Coordinate annotation entries
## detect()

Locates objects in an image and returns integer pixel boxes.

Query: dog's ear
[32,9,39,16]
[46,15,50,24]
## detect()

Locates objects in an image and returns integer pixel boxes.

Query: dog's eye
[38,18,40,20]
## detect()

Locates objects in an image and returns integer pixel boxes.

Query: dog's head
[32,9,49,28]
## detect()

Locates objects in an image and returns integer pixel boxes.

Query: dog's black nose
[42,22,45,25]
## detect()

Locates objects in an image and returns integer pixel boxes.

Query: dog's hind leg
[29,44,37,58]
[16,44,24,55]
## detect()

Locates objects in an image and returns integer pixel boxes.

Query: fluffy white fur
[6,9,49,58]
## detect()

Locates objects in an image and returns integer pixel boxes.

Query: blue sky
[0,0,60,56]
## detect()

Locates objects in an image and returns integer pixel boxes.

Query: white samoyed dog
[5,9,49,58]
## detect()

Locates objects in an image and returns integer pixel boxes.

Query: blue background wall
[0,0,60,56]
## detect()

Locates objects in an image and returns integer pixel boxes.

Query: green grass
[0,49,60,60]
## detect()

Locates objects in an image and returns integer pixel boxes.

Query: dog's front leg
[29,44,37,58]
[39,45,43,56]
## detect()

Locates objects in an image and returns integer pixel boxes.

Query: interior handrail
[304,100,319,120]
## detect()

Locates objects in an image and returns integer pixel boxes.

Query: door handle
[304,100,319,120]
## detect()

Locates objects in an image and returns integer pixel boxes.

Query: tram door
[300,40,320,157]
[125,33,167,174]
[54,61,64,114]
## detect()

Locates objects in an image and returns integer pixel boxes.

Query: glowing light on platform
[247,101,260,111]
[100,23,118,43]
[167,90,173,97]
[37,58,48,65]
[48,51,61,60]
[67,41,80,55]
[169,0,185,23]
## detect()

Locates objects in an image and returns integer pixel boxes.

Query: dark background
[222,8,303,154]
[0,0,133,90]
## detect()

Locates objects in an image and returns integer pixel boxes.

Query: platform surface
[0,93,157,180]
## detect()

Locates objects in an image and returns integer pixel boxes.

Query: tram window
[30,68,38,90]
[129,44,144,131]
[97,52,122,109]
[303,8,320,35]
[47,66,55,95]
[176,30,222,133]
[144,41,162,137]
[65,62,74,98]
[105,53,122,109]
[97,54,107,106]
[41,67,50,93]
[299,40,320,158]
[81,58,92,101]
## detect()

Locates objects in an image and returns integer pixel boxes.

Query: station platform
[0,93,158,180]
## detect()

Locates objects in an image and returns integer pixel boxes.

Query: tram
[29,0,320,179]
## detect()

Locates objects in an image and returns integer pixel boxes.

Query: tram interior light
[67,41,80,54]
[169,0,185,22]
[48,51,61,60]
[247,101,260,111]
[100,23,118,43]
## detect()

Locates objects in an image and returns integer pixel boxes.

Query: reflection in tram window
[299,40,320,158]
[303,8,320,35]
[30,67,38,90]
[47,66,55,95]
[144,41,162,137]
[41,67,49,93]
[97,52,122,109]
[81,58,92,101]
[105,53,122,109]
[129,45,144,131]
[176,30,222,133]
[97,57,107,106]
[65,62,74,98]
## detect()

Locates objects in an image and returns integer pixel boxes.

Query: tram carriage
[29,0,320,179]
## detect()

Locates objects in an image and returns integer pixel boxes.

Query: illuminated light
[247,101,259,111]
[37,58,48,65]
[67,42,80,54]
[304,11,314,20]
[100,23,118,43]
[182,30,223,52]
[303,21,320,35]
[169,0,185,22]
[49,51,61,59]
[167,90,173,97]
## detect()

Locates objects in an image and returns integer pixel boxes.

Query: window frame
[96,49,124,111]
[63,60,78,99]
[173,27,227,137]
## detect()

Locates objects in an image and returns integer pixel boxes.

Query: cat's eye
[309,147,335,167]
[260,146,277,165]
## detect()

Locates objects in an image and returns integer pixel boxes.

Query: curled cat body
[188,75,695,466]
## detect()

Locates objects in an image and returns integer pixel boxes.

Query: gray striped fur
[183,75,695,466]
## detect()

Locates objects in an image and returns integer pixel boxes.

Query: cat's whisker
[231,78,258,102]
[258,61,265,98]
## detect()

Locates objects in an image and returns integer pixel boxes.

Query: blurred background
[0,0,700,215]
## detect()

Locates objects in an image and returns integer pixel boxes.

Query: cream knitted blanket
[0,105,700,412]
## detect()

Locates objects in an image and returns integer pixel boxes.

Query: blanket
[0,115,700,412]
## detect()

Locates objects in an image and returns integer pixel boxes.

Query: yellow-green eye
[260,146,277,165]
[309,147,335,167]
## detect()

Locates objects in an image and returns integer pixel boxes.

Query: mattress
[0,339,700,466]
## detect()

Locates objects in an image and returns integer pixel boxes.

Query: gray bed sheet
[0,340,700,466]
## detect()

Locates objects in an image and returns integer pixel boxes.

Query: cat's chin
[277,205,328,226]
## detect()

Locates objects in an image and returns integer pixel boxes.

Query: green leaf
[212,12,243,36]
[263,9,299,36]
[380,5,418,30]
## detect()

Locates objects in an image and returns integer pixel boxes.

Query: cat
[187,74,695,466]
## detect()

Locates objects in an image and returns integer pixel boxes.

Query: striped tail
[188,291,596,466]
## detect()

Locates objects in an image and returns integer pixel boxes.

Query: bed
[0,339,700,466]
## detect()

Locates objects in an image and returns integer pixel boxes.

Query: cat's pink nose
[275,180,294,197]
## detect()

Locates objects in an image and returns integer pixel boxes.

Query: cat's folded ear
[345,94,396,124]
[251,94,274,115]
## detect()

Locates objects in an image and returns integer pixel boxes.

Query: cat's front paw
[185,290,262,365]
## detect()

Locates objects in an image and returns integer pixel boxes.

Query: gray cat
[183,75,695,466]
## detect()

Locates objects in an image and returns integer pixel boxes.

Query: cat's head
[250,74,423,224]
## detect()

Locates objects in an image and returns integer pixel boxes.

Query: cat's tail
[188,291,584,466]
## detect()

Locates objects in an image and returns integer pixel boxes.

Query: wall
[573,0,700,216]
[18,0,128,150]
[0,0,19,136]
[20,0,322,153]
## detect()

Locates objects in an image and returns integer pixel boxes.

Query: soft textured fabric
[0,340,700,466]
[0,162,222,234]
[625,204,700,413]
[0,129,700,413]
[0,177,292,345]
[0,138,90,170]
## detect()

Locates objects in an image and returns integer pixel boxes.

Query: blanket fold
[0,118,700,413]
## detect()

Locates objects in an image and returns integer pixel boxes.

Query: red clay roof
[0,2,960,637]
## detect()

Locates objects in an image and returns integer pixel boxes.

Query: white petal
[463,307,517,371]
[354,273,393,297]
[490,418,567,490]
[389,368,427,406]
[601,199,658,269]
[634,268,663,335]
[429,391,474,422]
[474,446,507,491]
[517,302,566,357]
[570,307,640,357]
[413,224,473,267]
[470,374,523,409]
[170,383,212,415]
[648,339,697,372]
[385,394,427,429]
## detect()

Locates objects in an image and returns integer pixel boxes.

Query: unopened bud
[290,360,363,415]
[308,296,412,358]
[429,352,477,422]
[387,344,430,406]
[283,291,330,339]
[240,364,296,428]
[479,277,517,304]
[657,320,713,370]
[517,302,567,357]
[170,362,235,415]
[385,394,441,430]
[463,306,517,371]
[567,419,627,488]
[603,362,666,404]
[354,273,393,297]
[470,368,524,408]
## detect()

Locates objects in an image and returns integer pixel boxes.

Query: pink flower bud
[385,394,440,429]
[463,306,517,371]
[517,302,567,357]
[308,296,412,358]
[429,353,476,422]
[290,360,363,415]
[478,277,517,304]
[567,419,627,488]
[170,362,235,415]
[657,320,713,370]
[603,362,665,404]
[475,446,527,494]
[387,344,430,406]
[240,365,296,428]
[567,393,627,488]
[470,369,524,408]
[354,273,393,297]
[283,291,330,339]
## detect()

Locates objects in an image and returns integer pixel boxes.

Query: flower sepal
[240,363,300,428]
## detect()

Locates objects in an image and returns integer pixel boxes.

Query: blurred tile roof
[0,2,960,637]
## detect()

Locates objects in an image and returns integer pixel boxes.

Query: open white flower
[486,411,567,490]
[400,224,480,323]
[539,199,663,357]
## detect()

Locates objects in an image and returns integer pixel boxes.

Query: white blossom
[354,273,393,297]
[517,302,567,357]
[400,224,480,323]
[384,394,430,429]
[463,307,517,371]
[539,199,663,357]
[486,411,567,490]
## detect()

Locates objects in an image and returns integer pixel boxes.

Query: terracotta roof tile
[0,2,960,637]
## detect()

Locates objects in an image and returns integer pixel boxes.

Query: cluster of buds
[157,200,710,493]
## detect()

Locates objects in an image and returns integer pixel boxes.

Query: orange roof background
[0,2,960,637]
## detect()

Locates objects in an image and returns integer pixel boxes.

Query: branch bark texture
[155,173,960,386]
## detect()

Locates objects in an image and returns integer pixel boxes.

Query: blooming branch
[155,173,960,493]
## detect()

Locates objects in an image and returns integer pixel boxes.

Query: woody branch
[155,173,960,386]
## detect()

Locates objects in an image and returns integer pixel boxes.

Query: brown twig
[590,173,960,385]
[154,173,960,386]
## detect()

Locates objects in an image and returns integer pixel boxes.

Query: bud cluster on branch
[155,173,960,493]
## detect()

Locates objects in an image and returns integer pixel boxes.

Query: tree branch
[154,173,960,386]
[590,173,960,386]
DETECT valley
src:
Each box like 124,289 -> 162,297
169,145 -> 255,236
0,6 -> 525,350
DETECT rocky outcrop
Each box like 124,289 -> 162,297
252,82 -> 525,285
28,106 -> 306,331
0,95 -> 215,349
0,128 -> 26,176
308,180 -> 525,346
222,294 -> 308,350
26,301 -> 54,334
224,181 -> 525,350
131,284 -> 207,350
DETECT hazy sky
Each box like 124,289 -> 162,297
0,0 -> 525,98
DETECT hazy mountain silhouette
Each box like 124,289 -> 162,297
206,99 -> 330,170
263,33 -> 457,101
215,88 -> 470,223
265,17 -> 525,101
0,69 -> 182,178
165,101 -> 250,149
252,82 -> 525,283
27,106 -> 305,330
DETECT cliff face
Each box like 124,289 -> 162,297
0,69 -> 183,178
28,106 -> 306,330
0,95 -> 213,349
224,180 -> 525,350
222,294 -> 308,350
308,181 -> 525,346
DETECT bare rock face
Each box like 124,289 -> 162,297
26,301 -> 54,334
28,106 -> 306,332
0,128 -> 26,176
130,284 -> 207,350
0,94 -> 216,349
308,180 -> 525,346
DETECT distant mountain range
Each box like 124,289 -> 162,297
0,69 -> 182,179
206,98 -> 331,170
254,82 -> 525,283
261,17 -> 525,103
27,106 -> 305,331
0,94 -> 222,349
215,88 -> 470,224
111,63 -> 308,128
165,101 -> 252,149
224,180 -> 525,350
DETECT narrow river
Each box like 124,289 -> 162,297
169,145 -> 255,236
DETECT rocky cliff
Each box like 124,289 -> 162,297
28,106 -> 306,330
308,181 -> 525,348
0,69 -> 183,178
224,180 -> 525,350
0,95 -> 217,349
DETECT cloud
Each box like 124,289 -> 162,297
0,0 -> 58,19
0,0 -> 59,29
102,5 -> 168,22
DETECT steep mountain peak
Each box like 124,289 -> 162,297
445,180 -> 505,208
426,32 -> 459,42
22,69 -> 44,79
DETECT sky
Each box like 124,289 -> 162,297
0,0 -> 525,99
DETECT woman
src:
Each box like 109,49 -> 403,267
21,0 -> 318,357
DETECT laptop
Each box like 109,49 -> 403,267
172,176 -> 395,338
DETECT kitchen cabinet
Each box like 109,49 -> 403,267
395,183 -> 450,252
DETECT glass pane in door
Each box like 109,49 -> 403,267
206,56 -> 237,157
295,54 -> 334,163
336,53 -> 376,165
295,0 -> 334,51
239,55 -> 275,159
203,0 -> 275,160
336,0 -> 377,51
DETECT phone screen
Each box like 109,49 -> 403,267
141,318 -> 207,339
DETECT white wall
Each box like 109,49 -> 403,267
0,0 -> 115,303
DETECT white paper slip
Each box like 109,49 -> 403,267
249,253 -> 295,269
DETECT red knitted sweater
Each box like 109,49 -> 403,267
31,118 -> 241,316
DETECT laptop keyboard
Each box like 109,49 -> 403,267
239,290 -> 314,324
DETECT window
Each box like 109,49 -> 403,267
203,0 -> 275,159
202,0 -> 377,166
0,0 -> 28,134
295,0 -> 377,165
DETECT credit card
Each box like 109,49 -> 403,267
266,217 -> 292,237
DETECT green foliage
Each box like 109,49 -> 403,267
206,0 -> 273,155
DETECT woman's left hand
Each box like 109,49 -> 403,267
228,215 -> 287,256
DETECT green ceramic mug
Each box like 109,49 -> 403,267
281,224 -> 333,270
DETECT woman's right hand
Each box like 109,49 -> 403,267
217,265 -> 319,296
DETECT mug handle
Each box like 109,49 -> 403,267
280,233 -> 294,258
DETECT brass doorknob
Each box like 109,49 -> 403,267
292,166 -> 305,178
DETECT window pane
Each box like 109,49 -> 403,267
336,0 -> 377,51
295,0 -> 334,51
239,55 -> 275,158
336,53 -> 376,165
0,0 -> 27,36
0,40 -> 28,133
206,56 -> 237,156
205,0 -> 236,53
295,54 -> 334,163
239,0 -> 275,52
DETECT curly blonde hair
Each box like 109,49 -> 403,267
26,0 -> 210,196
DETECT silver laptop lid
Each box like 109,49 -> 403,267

- **Set problem**: Begin at the line that has "DETECT green foliage" and stop after the last line of the items. Write out every line in that span again, adding 123 to each coordinate in the answers.

- **The answer**:
DETECT green foliage
Each box like 109,49 -> 403,267
329,123 -> 396,278
DETECT woman's left hand
Each box like 109,49 -> 403,267
351,338 -> 410,379
DETECT green ceramic mug
Each box like 109,49 -> 403,267
404,347 -> 456,393
DETECT woman's right hand
Each box like 109,49 -> 403,267
340,388 -> 442,419
DETECT mug handle
Each box like 109,49 -> 403,267
403,356 -> 417,381
DETECT brass doorknob
Each box like 109,49 -> 403,267
415,289 -> 428,301
DETECT window pane
Each box like 109,49 -> 403,267
459,123 -> 500,174
418,123 -> 457,174
362,178 -> 398,281
459,176 -> 499,288
123,123 -> 150,159
123,163 -> 151,256
329,179 -> 360,279
328,123 -> 359,176
418,177 -> 457,286
362,123 -> 398,175
DETECT curly blonde hair
Each box like 109,49 -> 403,267
149,123 -> 333,319
DETECT silver laptop lid
Each box like 109,49 -> 403,267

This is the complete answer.